Transcribe all the records with complete accuracy.

▬▬▬

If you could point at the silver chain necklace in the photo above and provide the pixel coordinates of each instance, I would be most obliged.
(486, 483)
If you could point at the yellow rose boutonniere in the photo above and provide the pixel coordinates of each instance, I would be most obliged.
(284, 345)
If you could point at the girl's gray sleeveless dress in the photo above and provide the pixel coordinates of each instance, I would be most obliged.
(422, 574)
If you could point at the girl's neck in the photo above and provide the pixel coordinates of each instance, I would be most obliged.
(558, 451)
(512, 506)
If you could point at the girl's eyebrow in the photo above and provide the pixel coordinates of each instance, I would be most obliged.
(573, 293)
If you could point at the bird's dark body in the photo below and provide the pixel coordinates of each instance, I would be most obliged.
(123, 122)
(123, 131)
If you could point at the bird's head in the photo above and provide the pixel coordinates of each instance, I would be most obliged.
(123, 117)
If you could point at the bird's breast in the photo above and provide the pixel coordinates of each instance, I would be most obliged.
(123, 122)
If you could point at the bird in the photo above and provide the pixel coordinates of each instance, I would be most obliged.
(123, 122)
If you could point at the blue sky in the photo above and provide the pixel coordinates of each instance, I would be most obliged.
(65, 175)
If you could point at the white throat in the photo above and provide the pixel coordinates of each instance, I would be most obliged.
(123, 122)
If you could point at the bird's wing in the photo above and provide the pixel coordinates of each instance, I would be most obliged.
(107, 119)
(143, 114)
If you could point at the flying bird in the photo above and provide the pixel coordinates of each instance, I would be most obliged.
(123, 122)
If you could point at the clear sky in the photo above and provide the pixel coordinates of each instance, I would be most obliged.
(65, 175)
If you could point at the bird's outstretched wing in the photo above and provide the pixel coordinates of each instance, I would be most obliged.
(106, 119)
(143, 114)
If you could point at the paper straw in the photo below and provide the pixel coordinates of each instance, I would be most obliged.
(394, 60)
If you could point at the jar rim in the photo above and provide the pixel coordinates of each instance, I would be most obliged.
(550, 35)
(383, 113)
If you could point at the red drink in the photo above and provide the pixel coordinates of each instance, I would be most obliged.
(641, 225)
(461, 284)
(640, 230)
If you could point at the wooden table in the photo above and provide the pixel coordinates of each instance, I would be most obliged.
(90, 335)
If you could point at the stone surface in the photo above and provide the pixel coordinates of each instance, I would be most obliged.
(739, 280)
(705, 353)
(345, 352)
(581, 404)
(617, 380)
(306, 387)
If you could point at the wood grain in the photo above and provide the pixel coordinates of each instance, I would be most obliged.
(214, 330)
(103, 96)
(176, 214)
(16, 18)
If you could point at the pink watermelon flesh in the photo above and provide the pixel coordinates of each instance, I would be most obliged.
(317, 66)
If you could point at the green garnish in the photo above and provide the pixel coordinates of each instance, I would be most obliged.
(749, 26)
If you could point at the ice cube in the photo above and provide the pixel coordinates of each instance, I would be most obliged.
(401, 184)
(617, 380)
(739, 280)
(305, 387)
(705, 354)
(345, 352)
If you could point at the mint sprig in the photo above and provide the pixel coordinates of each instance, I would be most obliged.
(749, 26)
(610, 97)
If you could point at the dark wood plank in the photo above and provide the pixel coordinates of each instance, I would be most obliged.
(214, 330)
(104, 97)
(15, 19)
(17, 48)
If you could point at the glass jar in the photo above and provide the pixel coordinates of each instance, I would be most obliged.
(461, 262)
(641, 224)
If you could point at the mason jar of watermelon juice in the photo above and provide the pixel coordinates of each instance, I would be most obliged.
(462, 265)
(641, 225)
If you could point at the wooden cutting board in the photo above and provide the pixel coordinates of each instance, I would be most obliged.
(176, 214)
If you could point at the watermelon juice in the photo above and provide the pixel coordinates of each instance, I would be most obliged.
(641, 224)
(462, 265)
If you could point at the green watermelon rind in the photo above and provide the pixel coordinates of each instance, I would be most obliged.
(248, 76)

▬▬▬

> _EXERCISE RESPONSE_:
If you could point at the silver chain necklace in the photo above and provide the pixel coordinates of each instance, I would be most obliged.
(486, 483)
If you could point at the yellow rose boutonniere in the photo above and provide the pixel coordinates of each instance, I would be most obliged.
(284, 345)
If you could point at the girl's gray sleeveless dress in the photo above and provide the pixel coordinates of each instance, I would be most obliged.
(422, 574)
If you could point at the girl's neck in the photo above and provide the pixel coordinates of each instance, I would be most obliged.
(558, 451)
(512, 506)
If you could point at the girl's eyebrow in the photo above and provide the pixel coordinates of each instance, I would be most obliged.
(573, 293)
If you could point at the bird's dark body in the photo below and provide the pixel coordinates of each instance, I would be most obliged.
(123, 122)
(123, 131)
If you could point at the bird's head in the photo above and provide the pixel coordinates of each instance, I would be most obliged.
(123, 117)
If you could point at the bird's breast in the photo above and provide the pixel coordinates of each instance, I would be most obliged.
(123, 122)
If you could point at the bird in the photo above and provide the pixel coordinates of each instance, I would be most obliged.
(123, 122)
If you could point at the blue sky in the photo above and provide the pixel coordinates of each instance, I would be most obliged.
(65, 175)
If you could point at the white throat in the photo above and provide the pixel coordinates of each instance, I would be most obliged.
(123, 122)
If you could point at the bird's wing in the photo above and provide the pixel coordinates of each instance, I would be most obliged.
(107, 119)
(143, 114)
If you could point at the flying bird in the photo above and provide the pixel coordinates of each instance, I would be most obliged.
(123, 122)
If you could point at the clear sky in the photo above and provide the pixel coordinates of each instance, I would be most obliged.
(65, 175)
If you could point at the bird's outstretched wing in the photo above and provide the pixel coordinates of each instance, I would be most obliged.
(106, 119)
(143, 114)
If you could point at the paper straw in the photo below and provide the pixel coordinates of each instance, I would be most obliged.
(394, 60)
If you could point at the jar rim in the photo above and provide the pixel coordinates of each instance, I would be most obliged.
(550, 35)
(383, 113)
If you could point at the red drink in the photo above and provide the pixel coordinates of each instance, I would be most obliged.
(641, 225)
(461, 284)
(640, 230)
If you could point at the wooden table in the photo above and provide the pixel coordinates of each instance, I would be most obliged.
(90, 335)
If you could point at the stone surface in the photo above and provide the pixel coordinates of each instance, I would be most obliged.
(739, 280)
(705, 353)
(345, 352)
(581, 404)
(617, 380)
(306, 387)
If you could point at the wood grain in the photo above and provide the pixel coordinates of each instance, I would be most obliged.
(214, 330)
(103, 96)
(176, 214)
(16, 18)
If you could point at the pink watermelon flesh in the photo above and provide the pixel coordinates of each instance, I would be most obliged.
(317, 66)
If you could point at the green garnish in the photo above and provide the pixel coordinates of each instance, I would be most obliged.
(749, 26)
If you could point at the ice cube in the photo above and provide the pixel coordinates of each instance, I would be most obliged.
(401, 184)
(617, 380)
(739, 280)
(305, 387)
(705, 354)
(345, 352)
If you could point at the mint sprig in the photo above and provide the pixel coordinates of each instance, I would be most obliged.
(749, 26)
(610, 97)
If you could point at the dark wood plank in the photo above and provide the pixel coordinates of each instance, I would be most obliged.
(214, 330)
(104, 97)
(15, 19)
(17, 48)
If you could point at the glass jar in the photo above and provide the pixel coordinates of each instance, I would be most obliged.
(461, 262)
(641, 224)
If you could point at the mason jar of watermelon juice in the photo above and provide the pixel coordinates of each instance, I would be most obliged.
(462, 265)
(641, 225)
If you could point at the wooden cutting board in the photo above and provide the pixel coordinates of each instance, I would be most obliged.
(176, 214)
If you could point at the watermelon juice in the photo above and provide the pixel coordinates of each instance, I would be most obliged.
(641, 224)
(462, 265)
If you could point at the green watermelon rind in the photo above and provide the pixel coordinates of each instance, I would be most obliged.
(248, 76)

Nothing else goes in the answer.